Problema breve A
Copia sin cambios un pasaje de la carta sobre la venta de las tierras: empieza en las palabras "El Gran Jefe de Washington envía" y detente después de "se pueden detener.".

Fragmento del documento
*****
CARTA DEL JEFE INDIO SEATTLE

El Gran Jefe de Washington envía palabra de que desea comprar nuestras tierras. También nos manda el Gran Jefe palabras de amistad, buenos deseos. Es muy amable de su parte: sabemos que él no necesita de nuestra amistad. Nosotros hemos tomado en consideración su oferta, porque sabemos que, de no hacerlo así, el hombre blanco puede venir con sus armas de fuego a quitarnos nuestras tierras. El Gran Jefe de Washington puede contar con nosotros con la misma certeza con que nuestros hermanos blancos pueden contar con el regreso de las estaciones. Mis palabras son como las estrellas: no se pueden detener.

Mas… ¿Cómo se puede comprar o vender el cielo, ni aun el calor de la tierra? Esta idea nos resulta extraña. Si no somos dueños de la frescura del aire ni del fulgor de las aguas… ¿Cómo podréis comprarlos? Cada pedazo de esta tierra es sagrado para mi pueblo. Cada brillante aguja de pino, cada ribera arenosa, cada neblina en el oscuro bosque, cada altozano y hasta el zumbido de cada insecto son sagrados para la memoria y el pasado de mi pueblo. La savia que circula por las venas de los árboles lleva consigo la memoria de los pieles rojas. Los muertos del hombre blanco olvidan su país de origen cuando emprenden su camino hacia las estrellas; por el contrario, nuestros muertos jamás podrán olvidar esta bondadosa tierra pues es la madre de todos los pieles rojas: somos parte de la tierra y ella es parte de nosotros. Las flores perfumadas son nuestras hermanas; el venado, el caballo, la gran águila: he aquí a nuestros hermanos. Las escarpadas peñas, los prados húmedos de rocío, el calor del cuerpo del caballo y el del hombre, todos somos una misma familia.

Cuando el Gran Jefe de Washington nos envía mensaje de que desea comprar nuestras tierras, es mucho lo que pide. El Gran Jefe manda decir que nos reservará un lugar donde podamos vivir apaciblemente. Dice también que él se convertirá en nuestro padre y nosotros en sus hijos. Pero, aunque consideramos su oferta, ello no nos resulta fácil porque esta tierra es sagrada para nosotros. El agua cristalina que corre por los ríos y arroyuelos no es sólo agua, sino que también representa la sangre de nuestros antepasados. Si os vendemos las tierras, debéis recordar que son sagradas y enseñar también a vuestros hijos que cada reflejo en las aguas del lago evoca los sucesos y memorias de la vida de nuestras gentes. Porque el murmullo del agua son las palabras de mi padre y de mi madre. Porque los ríos son nuestros hermanos y sacian nuestra sed, porque llevan nuestras canoas y alimentan a nuestros hijos. Si os vendemos las tierras, debéis recordar, y enseñarles a vuestos hijos, que los ríos son nuestros hermanos y también los suyos y que por eso deben tratarlos con la misma dulzura con que se trata a un hermano.
*****
Datos proporcionados
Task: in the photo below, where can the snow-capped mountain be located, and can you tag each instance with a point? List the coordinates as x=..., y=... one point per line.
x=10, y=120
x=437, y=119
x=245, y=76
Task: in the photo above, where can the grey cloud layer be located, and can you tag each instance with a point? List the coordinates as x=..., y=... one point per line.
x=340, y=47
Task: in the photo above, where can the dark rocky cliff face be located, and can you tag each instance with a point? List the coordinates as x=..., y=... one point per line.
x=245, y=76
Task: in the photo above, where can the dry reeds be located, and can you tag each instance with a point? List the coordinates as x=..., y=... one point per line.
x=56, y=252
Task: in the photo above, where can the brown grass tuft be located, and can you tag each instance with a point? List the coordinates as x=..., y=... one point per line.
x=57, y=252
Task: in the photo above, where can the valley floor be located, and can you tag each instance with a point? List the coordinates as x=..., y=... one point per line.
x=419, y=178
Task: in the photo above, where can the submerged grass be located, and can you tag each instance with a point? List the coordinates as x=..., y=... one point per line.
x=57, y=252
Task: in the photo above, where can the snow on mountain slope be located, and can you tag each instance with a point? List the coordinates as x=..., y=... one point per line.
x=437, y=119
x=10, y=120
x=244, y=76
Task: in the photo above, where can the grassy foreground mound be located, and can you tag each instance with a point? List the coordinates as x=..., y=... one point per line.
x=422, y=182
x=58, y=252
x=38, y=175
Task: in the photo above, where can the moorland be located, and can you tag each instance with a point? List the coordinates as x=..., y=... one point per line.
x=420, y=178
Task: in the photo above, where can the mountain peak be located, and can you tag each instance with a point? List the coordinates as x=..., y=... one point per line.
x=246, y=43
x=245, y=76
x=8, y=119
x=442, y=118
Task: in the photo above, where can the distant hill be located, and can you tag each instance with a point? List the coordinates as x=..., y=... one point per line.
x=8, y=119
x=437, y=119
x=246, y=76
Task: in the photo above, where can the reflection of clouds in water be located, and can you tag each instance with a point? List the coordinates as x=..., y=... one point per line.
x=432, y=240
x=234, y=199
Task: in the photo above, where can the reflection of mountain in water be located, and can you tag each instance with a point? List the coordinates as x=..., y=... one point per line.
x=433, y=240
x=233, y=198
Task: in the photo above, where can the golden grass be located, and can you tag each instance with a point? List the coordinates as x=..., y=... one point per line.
*****
Problema breve B
Anota de nuevo, sin alterar nada, solo las líneas del listado que comienzan en la que contiene "Task: in the photo above, where can the grassy" y terminan después de la que contiene "x=420, y=178", incluidas ambas.

Respuesta esperada A
El Gran Jefe de Washington envía palabra de que desea comprar nuestras tierras. También nos manda el Gran Jefe palabras de amistad, buenos deseos. Es muy amable de su parte: sabemos que él no necesita de nuestra amistad. Nosotros hemos tomado en consideración su oferta, porque sabemos que, de no hacerlo así, el hombre blanco puede venir con sus armas de fuego a quitarnos nuestras tierras. El Gran Jefe de Washington puede contar con nosotros con la misma certeza con que nuestros hermanos blancos pueden contar con el regreso de las estaciones. Mis palabras son como las estrellas: no se pueden detener.

Respuesta esperada B
Task: in the photo above, where can the grassy foreground mound be located, and can you tag each instance with a point? List the coordinates as x=..., y=... one point per line.
x=422, y=182
x=58, y=252
x=38, y=175
Task: in the photo above, where can the moorland be located, and can you tag each instance with a point? List the coordinates as x=..., y=... one point per line.
x=420, y=178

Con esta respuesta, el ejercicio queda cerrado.